• Supplied material:
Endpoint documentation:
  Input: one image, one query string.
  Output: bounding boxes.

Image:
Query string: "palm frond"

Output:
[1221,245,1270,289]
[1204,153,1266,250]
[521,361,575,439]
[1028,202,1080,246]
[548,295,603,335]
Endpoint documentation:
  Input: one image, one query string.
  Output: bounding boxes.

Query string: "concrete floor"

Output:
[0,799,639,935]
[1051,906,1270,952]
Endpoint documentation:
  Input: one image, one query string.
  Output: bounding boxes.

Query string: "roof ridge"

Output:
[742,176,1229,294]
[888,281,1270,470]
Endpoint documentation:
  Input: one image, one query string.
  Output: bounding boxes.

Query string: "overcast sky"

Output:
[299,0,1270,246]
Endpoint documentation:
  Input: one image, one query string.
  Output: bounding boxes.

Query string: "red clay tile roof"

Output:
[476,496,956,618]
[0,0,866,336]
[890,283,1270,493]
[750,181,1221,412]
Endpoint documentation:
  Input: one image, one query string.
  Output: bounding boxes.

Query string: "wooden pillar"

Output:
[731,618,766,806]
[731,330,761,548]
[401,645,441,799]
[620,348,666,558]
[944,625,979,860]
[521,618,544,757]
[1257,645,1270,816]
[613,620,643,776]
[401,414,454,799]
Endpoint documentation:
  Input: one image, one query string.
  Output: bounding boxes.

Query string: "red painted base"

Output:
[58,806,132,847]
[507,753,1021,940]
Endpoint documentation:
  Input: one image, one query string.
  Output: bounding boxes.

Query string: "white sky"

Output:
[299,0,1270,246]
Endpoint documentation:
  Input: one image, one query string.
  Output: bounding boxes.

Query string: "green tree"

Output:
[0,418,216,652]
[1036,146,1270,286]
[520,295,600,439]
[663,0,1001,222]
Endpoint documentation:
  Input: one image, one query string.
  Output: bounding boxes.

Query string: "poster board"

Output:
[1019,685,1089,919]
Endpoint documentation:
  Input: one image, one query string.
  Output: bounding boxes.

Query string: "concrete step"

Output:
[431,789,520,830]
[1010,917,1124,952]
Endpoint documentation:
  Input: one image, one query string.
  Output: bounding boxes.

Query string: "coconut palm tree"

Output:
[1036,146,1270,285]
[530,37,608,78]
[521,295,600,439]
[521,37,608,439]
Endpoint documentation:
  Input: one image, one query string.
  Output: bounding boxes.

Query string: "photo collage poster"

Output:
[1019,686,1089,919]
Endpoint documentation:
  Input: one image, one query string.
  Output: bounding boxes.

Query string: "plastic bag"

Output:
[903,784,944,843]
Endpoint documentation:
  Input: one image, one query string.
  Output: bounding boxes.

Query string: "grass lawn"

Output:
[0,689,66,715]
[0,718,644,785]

• Your instructions:
Rewrite the items above from their first line through the line that contains "[548,295,603,335]", keeping every line and shifting each bounding box coordinate in the answers by -91.

• Written solution:
Endpoint documentation:
  Input: one image, one query string.
  Output: bounding boxes.

Image:
Query string: "palm frond"

Output:
[1130,154,1179,198]
[1113,62,1175,159]
[430,270,484,348]
[937,111,989,155]
[457,204,512,244]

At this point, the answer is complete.